→ Problem statement: Reproduce, word for word, the forum thread on splitting stories into train and test sets from "80% train 20%" to "a summary statistic.".

→ Document extract:
--
80% train 20% test for stories?

Hello everyone,

I wanted to see how everyone is handling their train/test stories. I am currently working with an e2e test set of 500 stories, and I have 207 stories in my train set. I wanted to see if the train stories and e2e stories should follow the 80% / 20% rule? Is it best practice to follow this for all test/train sets in RASA?

Hi Chris.

While the rasa test nlu command allows you to properly run a gridsearch the rasa test core does not. In that sense I’d say it makes sense to make a seperate set of stories to test on but I’d make sure that both the test as well as train set cover the same ground. If there’s an imbalance between the two (say the test set contains all the easy stories and the train set contains all the hard ones) then it will be hard to assign a lot of value to a summary statistic.

The 80/20 rule can be fine assuming both sets are large enough to be representative of the use-case you’re trying to solve and that both sets are balanced. Do you have specific concerns in your usecase?

In general when it comes to judging models this venn-diagram is the best advice that I can give on the topic;

The stories you optimise towards may be different than the stories that your users generate. Your main concern therefore is to make sure that the stories that occur in real life are also the stories that you optimise towards. Your chatbot may be really good at FAQ because these are properly represented in your stories but if your users ask for chitchat instead then you’re at risk of overfitting.

Koaning, thank you for your response. My concern is, I am using the 80/20 rule for the NLU but I was not doing the same for the core.

Pardon my ignorance, I am fairly new to using RASA but what it sounds like you are saying is that we should create stories for any and all interactions our bot may come across? Without trained stories the bot may not function properly?

Pardon my ignorance

Absolutely no worries. I’m here to understand what our users find confusing and you’re asking important questions.

it sounds like you are saying is that we should create stories for any and all interactions our bot may come across

Yes. The stories that you create represent flows of dialogue that the digital assistant needs to be able to handle. Also note that the intents and entities that are predicted by the NLU part of the library are used as input for the “dialogue policy” models that predict the next best action to take. If you’re intersted in more details about this you may appreciate this video on TED (it’s but one policy model, but it might help you understand some underlying details).

Without trained stories the bot may not function properly?

This is also true.

Yes. The stories that you create represent flows of dialogue that the digital assistant needs to be able to handle

Normally I don’t mix train data and test data but in this case of story paths, is it wise to mix?

I think it is impossible to have stories in train/test that are 100% different. There’s bound to be overlap. Most chatbots need to be able to greet and say goodbye. It’d be weird to have all no stories with goodbye in train set. It’d also be weird to have no stories with hello in the test set.

That said, I’d keep the test set as a unit test of sorts. These are examples that should be representative of your use-case and you’ll use this set as a proxy to determine if you like the results that you see.
--
→ Exercise data:
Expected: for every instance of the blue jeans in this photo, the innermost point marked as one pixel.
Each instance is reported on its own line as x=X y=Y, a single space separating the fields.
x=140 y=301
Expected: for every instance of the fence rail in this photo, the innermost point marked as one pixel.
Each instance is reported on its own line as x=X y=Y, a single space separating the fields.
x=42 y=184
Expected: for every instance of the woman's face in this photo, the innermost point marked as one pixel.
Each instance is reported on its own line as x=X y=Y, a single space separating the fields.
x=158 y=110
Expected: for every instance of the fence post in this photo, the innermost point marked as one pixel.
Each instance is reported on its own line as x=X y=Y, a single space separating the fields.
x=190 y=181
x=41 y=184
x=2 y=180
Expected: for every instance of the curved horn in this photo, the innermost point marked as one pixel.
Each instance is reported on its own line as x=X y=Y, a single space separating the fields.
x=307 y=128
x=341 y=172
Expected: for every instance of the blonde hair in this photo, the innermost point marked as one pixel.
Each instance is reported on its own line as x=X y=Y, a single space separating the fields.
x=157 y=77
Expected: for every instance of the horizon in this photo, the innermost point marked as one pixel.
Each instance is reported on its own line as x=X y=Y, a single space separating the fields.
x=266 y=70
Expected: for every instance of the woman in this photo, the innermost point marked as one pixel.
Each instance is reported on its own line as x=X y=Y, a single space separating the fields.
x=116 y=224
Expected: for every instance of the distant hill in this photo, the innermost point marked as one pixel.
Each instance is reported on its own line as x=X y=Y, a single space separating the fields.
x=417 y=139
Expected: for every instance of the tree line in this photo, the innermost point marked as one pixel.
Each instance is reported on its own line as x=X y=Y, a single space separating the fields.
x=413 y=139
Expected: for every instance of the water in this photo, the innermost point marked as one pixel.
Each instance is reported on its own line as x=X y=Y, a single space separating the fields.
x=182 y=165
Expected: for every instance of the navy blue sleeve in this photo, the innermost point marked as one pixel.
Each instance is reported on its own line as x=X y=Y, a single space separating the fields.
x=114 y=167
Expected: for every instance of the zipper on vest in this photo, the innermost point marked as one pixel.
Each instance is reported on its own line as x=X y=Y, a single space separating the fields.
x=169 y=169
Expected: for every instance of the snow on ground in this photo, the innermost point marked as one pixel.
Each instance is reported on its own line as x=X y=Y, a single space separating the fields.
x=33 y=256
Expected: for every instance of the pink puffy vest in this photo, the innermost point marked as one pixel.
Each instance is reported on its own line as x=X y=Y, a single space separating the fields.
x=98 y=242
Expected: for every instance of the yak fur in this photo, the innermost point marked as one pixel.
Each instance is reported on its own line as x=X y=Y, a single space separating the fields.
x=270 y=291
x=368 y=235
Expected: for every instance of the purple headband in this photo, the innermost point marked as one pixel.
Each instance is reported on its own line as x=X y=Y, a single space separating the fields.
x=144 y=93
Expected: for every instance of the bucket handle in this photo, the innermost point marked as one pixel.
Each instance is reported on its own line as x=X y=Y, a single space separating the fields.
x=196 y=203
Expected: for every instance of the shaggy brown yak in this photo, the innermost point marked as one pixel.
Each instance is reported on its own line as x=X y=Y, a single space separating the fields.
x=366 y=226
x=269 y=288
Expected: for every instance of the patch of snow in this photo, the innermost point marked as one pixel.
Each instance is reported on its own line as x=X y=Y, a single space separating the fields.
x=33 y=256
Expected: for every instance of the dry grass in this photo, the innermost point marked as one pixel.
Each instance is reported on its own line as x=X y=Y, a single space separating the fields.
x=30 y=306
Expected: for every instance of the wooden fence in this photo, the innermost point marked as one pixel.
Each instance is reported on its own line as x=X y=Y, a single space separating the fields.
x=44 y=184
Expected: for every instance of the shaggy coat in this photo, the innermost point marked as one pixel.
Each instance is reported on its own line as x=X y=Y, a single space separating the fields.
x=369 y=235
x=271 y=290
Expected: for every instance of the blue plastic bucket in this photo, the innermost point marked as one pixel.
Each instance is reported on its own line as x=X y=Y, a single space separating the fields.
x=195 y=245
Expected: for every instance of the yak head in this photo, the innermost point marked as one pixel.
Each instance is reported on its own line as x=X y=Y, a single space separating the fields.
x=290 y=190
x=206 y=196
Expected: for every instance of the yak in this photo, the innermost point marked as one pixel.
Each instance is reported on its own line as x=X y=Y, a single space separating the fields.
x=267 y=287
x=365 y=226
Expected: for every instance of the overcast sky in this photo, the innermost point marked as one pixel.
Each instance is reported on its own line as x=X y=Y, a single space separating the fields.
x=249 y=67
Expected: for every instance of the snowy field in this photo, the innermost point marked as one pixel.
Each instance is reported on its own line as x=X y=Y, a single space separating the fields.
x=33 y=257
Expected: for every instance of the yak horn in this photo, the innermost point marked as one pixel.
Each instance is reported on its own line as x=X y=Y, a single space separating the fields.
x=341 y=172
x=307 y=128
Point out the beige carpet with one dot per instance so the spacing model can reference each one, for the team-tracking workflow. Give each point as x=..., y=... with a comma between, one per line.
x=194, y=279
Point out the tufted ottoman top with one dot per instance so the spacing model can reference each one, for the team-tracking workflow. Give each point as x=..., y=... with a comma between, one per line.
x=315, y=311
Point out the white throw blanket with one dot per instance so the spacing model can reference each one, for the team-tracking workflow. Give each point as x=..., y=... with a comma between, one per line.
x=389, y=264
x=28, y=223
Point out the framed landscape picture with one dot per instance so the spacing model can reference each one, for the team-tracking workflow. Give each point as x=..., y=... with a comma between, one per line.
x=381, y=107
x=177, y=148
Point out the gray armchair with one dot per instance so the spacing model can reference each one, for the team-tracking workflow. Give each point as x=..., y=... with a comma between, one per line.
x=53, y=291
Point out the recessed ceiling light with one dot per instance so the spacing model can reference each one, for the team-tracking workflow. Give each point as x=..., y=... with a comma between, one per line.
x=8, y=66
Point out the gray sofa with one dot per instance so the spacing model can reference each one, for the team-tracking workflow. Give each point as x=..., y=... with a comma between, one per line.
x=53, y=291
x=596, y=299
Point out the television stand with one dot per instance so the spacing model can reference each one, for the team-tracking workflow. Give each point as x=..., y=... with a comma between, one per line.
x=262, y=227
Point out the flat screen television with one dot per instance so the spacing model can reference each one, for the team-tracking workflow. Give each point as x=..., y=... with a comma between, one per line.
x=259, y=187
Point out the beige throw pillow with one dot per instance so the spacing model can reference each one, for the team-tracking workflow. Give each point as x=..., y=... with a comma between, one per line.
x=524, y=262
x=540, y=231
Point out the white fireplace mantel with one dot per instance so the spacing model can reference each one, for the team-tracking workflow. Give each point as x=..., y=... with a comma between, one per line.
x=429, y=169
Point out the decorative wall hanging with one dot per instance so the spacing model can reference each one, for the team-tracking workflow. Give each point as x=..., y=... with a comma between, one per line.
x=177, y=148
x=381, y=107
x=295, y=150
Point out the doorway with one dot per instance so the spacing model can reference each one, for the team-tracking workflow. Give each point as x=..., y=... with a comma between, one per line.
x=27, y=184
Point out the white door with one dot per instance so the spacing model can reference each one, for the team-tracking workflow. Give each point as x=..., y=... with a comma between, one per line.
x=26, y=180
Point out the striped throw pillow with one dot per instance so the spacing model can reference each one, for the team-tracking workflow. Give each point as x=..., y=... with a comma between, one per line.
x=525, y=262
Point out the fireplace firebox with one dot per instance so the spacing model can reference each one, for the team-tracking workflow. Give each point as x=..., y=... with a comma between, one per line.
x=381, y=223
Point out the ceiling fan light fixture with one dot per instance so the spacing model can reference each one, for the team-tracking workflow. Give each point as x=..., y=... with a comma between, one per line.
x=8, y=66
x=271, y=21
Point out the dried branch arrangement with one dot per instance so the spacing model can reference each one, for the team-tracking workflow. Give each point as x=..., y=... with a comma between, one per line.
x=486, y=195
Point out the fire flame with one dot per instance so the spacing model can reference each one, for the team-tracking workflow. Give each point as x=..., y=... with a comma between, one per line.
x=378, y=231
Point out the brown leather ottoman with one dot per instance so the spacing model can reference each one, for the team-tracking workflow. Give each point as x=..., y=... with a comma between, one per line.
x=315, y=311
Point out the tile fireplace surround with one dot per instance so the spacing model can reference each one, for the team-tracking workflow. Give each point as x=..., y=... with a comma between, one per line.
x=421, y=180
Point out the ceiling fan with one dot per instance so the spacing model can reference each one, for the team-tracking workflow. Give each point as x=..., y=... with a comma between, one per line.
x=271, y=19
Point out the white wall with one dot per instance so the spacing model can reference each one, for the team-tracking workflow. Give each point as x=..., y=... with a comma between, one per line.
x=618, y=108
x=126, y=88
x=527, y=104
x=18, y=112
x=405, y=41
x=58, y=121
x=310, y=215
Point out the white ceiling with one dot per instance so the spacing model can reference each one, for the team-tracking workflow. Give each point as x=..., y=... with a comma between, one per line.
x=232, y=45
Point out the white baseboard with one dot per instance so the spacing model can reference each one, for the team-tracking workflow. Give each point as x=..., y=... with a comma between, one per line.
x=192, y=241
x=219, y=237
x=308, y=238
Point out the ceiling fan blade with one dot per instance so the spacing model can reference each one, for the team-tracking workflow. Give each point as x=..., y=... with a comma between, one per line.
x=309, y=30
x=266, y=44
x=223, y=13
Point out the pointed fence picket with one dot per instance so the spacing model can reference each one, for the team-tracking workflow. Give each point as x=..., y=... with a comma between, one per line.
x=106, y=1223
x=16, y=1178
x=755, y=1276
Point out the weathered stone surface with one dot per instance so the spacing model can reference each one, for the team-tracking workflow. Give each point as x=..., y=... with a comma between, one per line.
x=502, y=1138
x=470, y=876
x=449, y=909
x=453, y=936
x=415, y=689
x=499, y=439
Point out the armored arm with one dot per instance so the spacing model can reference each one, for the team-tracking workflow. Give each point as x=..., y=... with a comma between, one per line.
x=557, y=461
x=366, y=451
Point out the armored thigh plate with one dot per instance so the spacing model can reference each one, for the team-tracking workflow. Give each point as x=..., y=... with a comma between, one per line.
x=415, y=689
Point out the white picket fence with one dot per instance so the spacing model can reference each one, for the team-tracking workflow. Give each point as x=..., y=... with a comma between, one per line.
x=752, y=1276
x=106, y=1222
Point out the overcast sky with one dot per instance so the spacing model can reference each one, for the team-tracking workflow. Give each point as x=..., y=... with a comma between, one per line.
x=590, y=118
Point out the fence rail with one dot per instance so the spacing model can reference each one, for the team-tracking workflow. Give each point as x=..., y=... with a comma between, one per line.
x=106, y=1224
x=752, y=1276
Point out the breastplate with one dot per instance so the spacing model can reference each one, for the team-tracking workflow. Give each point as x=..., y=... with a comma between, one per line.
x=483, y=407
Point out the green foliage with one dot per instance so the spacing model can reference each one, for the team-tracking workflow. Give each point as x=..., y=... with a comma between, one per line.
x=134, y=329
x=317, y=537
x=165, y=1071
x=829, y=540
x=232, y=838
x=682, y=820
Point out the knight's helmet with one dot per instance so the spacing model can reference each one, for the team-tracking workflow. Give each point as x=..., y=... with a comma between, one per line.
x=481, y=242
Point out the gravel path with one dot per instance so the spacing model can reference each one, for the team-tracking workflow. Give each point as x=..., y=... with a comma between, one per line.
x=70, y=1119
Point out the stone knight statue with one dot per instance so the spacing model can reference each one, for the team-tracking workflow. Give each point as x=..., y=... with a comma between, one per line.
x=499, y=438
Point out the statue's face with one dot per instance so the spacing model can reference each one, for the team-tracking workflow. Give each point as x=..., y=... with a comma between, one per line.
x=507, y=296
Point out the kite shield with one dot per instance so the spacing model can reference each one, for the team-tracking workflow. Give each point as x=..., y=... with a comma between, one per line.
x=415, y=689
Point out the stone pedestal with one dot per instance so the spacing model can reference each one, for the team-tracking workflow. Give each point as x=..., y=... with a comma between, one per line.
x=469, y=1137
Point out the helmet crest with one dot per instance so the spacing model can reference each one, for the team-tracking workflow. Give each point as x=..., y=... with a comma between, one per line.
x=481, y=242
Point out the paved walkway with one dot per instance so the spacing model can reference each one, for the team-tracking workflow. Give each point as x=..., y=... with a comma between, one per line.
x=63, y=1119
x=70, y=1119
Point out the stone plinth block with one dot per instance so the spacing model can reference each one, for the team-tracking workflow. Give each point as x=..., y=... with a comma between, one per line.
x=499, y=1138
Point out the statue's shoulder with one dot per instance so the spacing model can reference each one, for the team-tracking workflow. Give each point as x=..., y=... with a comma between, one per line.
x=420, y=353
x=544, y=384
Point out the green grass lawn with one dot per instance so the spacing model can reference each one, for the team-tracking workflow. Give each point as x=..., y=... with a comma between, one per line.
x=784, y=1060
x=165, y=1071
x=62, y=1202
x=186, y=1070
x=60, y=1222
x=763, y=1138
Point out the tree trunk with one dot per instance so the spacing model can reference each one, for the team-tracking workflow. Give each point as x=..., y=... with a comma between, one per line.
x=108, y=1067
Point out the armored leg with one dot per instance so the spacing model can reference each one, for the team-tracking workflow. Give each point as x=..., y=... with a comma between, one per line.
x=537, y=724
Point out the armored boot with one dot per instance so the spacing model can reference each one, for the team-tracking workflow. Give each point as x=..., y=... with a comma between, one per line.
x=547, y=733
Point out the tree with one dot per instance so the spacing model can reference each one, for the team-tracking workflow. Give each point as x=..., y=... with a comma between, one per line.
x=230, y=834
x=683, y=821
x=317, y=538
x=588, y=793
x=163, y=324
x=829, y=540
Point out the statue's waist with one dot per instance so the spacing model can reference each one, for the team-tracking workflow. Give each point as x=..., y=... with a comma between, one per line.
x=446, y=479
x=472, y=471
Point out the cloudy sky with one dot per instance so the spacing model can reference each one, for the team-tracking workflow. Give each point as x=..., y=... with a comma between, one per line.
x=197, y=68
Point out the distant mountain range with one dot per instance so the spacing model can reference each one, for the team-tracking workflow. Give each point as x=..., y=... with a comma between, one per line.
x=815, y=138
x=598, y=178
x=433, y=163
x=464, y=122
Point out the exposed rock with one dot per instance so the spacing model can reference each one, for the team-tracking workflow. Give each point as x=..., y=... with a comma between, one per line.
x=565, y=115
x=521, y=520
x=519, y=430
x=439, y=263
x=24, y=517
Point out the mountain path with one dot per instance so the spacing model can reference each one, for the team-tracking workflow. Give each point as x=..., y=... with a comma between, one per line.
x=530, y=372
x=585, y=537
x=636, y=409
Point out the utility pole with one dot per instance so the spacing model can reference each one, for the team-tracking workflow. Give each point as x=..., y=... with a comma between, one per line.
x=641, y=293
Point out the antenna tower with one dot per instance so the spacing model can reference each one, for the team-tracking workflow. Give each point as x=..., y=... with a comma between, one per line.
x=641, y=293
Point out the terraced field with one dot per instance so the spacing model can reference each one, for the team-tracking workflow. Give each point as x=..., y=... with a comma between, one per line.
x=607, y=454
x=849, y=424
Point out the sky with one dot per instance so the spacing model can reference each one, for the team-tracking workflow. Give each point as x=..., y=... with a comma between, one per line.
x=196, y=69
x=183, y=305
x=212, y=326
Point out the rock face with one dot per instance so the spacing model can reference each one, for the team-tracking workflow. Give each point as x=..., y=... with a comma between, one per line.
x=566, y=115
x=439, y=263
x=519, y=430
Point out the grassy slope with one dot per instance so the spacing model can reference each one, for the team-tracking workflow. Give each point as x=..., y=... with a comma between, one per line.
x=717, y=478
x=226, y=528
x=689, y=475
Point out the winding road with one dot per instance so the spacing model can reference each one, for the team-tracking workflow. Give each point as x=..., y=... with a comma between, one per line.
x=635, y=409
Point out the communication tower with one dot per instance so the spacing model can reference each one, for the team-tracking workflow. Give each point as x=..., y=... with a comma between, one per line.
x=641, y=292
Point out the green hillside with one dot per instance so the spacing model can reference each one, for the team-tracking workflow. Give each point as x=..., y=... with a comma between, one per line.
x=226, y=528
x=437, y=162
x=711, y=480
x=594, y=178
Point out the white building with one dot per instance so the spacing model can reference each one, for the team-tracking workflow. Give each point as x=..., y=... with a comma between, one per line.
--
→ Expected output:
80% train 20% test for stories?

Hello everyone,

I wanted to see how everyone is handling their train/test stories. I am currently working with an e2e test set of 500 stories, and I have 207 stories in my train set. I wanted to see if the train stories and e2e stories should follow the 80% / 20% rule? Is it best practice to follow this for all test/train sets in RASA?

Hi Chris.

While the rasa test nlu command allows you to properly run a gridsearch the rasa test core does not. In that sense I’d say it makes sense to make a seperate set of stories to test on but I’d make sure that both the test as well as train set cover the same ground. If there’s an imbalance between the two (say the test set contains all the easy stories and the train set contains all the hard ones) then it will be hard to assign a lot of value to a summary statistic.